# PASSAGE FOR REVIEW
════════════════

We get down to California without issue, our home in Washington sells, I’m still doing pretty good. Marc and I decide to try for another baby.
This is when you realize my brain damage is legit.
First try we succeed. Ecstatic, joy, a sudden understanding of the chaos that we’ve just willingly sexed up for. He says that all he heard was “let’s have the sex”. I say that’s all he wanted to hear (and yeah, that’s how I phrased it hours after agreeing that a second would be good).
Where we were staying suddenly didn’t work out so we bought a serious fixer upper condo, had a contractor do a complete rehab on it and moved in a little under two months after we bought it.
I was seven months pregnant at the time. Imagine if you will, a large belly somehow crawling into the useless back corner of the bottom kitchen cabinet in order to put contact paper down. Why is there always that corner?! In every kitchen there’s the spot where you put things to forget about them, it’s like where socks go, but instead of the dryer magically removing one of two you’re actively participating in this items disappearance.
Throughout my second pregnancy I did pretty well physically. There was the expected exhaustion, a few instances of my legs getting the shakes, typical low grade MS stuff for me.
My due date was quickly approaching and we’re dealing with it in our normal style; prepared but pretty blasé. Until it happened, and I do mean happened.
No matter what anyone says, having a baby is not a matter of expectations. Having a baby is the definition of being in the moment and accepting that moment for what it is without prejudice.
Long story short, after our first son I had to be induced because he was comfy. I was warned that if we had another child induction wouldn’t be necessary. Cool, right? Pitocen sucks and should be made illegal. If they had the ability, some sadistic bastard during The Inquisition would have created pitocen.
I was looking forward to checking into the hospital and having knowledgeable people assist our second son into the world. What happened was I slept through labor and ended up having to “labor down” until the nice EMS crew arrived and had enough time to glove up and catch.
It was a very surreal experience that won’t ever diminish no matter how much of my memory MS eats.

════════════════

# DATA FOR REVIEW

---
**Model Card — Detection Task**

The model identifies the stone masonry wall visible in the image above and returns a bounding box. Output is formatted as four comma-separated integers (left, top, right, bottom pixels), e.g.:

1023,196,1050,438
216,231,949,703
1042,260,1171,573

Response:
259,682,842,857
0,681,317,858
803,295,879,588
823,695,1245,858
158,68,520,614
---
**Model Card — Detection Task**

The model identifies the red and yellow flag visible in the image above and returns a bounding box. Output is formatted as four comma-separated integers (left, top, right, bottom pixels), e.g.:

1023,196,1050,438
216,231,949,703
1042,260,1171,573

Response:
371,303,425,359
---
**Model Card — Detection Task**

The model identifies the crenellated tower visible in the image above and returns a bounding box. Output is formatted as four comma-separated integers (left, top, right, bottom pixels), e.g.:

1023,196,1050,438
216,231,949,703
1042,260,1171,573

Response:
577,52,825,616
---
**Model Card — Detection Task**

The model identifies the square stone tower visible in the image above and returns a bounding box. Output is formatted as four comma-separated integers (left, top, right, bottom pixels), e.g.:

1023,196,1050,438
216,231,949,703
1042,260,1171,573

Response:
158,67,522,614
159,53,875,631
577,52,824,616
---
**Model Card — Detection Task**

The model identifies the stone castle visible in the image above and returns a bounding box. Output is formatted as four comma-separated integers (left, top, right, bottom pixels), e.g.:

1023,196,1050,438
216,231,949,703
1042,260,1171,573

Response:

════════════════

# WORK ITEM
Rewrite the passage about the second pregnancy starting at "My due date" and ending at "do mean happened.", swapping "due date" for "delivery date".

# SOLUTION FOR THIS PROBLEM
My delivery date was quickly approaching and we’re dealing with it in our normal style; prepared but pretty blasé. Until it happened, and I do mean happened.